**Task requirements**
Each line below from the one containing "tag=stone base" through the one containing "tag=foliage" is to be given again exactly, and no line outside that span.
☆ ☆ ☆ ☆ ☆ ☆ ☆
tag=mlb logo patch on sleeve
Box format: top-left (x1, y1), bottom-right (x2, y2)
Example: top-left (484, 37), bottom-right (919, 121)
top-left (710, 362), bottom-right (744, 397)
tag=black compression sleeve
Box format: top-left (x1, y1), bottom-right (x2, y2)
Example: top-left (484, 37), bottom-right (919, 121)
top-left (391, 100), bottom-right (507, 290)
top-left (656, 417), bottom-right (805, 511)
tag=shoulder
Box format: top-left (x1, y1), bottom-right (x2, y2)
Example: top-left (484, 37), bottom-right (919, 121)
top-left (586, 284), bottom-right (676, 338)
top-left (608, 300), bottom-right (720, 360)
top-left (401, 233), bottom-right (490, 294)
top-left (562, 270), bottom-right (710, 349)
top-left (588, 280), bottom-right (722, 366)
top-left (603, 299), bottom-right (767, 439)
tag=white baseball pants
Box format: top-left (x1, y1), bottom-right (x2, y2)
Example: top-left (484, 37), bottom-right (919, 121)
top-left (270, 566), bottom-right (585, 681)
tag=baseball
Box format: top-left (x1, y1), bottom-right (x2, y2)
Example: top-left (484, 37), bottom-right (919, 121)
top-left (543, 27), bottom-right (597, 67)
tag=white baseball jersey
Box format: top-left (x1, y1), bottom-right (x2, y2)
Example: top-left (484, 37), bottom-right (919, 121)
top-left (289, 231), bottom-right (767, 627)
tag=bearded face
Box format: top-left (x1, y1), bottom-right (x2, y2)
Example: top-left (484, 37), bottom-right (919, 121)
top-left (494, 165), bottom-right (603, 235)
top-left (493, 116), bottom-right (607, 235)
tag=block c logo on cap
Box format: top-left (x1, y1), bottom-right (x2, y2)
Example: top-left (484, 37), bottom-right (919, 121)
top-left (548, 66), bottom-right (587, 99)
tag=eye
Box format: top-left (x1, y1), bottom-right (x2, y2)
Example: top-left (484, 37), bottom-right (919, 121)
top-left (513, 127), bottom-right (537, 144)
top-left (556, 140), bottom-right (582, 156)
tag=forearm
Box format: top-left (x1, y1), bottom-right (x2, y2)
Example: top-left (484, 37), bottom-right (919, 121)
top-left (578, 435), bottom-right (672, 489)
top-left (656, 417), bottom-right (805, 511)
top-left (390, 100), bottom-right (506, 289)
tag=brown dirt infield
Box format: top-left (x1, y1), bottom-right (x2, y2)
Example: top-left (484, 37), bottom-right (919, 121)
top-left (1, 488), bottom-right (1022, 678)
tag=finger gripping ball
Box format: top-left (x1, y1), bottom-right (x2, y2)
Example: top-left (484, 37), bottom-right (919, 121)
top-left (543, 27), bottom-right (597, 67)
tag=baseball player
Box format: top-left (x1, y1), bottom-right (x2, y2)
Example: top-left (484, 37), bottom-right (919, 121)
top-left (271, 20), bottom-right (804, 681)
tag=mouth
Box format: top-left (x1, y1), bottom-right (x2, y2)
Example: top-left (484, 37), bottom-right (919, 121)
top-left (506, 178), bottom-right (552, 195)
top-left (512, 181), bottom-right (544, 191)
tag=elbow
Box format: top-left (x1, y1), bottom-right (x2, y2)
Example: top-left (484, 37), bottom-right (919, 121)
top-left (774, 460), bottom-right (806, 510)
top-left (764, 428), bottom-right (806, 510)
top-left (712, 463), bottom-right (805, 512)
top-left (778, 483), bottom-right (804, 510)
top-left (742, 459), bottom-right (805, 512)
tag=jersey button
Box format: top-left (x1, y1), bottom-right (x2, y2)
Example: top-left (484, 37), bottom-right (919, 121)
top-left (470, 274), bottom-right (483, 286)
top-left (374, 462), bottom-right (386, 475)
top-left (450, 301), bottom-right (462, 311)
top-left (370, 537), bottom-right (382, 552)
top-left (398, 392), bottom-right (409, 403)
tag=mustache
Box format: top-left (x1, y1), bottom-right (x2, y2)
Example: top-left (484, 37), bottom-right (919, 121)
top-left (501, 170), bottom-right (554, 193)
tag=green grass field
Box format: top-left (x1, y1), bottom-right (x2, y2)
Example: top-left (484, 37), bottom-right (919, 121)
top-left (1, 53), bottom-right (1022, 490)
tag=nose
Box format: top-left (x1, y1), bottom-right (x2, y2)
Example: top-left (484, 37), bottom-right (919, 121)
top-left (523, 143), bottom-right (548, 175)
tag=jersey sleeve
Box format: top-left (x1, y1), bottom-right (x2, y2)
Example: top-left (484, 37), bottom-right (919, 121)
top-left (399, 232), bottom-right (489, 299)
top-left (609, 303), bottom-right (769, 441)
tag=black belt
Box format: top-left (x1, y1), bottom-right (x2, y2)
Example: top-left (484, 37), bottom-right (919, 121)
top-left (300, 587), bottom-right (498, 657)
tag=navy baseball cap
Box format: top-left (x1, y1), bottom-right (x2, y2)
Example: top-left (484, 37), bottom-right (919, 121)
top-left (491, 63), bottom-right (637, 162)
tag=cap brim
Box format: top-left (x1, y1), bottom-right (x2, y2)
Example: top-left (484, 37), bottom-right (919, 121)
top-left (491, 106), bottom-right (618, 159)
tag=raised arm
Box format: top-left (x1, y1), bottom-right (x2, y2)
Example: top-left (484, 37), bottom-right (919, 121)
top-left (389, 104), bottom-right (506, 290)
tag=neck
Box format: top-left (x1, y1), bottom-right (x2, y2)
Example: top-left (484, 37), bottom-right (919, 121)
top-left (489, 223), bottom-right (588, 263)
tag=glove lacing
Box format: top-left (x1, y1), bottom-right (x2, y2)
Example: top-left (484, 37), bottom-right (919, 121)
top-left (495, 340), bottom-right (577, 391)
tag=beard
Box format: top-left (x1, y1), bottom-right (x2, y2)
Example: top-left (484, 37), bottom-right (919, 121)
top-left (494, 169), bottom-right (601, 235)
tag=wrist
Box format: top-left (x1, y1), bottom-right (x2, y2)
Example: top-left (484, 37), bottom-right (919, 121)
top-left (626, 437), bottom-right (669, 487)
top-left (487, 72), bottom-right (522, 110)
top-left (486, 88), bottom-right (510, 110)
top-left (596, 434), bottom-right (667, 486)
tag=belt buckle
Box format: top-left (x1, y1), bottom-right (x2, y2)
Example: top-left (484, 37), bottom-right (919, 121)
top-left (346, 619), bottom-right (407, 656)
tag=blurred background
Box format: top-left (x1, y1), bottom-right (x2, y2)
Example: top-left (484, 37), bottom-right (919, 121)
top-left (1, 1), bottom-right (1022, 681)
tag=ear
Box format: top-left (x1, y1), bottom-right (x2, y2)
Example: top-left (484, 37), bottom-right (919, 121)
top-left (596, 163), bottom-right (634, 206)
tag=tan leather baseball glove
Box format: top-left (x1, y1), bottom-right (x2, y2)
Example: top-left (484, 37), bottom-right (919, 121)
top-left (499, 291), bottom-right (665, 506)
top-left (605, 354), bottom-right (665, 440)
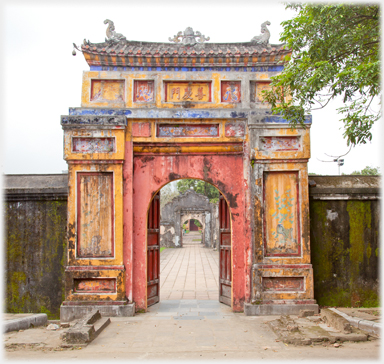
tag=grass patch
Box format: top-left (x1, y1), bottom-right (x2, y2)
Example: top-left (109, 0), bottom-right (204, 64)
top-left (160, 247), bottom-right (166, 253)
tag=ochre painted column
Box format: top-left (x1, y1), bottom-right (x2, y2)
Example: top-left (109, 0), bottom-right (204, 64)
top-left (123, 121), bottom-right (134, 303)
top-left (246, 122), bottom-right (319, 315)
top-left (60, 115), bottom-right (135, 321)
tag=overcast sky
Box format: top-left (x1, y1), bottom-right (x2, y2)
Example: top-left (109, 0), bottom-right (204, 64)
top-left (1, 0), bottom-right (382, 177)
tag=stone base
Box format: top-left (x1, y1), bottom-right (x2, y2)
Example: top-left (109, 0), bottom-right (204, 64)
top-left (4, 313), bottom-right (48, 333)
top-left (60, 303), bottom-right (135, 322)
top-left (244, 303), bottom-right (319, 316)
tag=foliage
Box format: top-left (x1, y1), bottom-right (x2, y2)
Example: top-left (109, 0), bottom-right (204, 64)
top-left (160, 184), bottom-right (179, 211)
top-left (176, 179), bottom-right (220, 203)
top-left (350, 165), bottom-right (381, 175)
top-left (263, 4), bottom-right (380, 146)
top-left (193, 219), bottom-right (202, 228)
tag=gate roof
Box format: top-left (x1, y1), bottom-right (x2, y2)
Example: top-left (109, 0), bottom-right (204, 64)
top-left (75, 21), bottom-right (290, 70)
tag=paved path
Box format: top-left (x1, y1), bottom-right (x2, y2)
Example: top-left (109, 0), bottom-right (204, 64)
top-left (160, 236), bottom-right (219, 301)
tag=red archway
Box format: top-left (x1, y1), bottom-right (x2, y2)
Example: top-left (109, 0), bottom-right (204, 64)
top-left (123, 154), bottom-right (251, 312)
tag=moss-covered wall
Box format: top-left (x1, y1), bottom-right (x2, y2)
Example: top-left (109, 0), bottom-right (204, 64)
top-left (5, 199), bottom-right (67, 319)
top-left (310, 199), bottom-right (380, 307)
top-left (3, 174), bottom-right (380, 316)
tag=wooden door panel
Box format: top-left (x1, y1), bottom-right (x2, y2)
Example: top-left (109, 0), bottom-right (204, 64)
top-left (147, 191), bottom-right (160, 307)
top-left (147, 232), bottom-right (158, 246)
top-left (219, 195), bottom-right (231, 306)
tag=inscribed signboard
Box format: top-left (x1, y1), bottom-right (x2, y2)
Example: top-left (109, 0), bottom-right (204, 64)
top-left (165, 82), bottom-right (211, 102)
top-left (157, 124), bottom-right (219, 138)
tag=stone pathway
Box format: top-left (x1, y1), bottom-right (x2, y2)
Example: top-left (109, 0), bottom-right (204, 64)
top-left (160, 237), bottom-right (219, 301)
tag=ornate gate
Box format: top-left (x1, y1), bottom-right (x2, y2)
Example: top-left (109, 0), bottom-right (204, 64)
top-left (147, 191), bottom-right (160, 306)
top-left (61, 19), bottom-right (318, 318)
top-left (219, 195), bottom-right (231, 306)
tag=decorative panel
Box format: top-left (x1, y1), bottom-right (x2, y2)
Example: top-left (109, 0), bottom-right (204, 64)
top-left (72, 138), bottom-right (115, 153)
top-left (260, 136), bottom-right (301, 151)
top-left (263, 172), bottom-right (301, 257)
top-left (133, 80), bottom-right (154, 102)
top-left (77, 172), bottom-right (114, 258)
top-left (157, 124), bottom-right (219, 138)
top-left (262, 277), bottom-right (304, 292)
top-left (221, 81), bottom-right (241, 103)
top-left (251, 81), bottom-right (271, 103)
top-left (132, 122), bottom-right (151, 137)
top-left (164, 82), bottom-right (211, 102)
top-left (225, 123), bottom-right (245, 137)
top-left (91, 80), bottom-right (125, 102)
top-left (74, 278), bottom-right (116, 293)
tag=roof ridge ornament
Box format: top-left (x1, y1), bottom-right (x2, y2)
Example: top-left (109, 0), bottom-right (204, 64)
top-left (251, 21), bottom-right (271, 45)
top-left (169, 27), bottom-right (210, 46)
top-left (104, 19), bottom-right (126, 43)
☆ ☆ ☆ ☆ ☆ ☆ ☆
**Worked solution**
tag=stone base
Box format: top-left (x1, y1), bottom-right (x2, y2)
Example: top-left (109, 0), bottom-right (204, 64)
top-left (4, 313), bottom-right (48, 333)
top-left (60, 303), bottom-right (135, 322)
top-left (244, 303), bottom-right (319, 316)
tag=foliage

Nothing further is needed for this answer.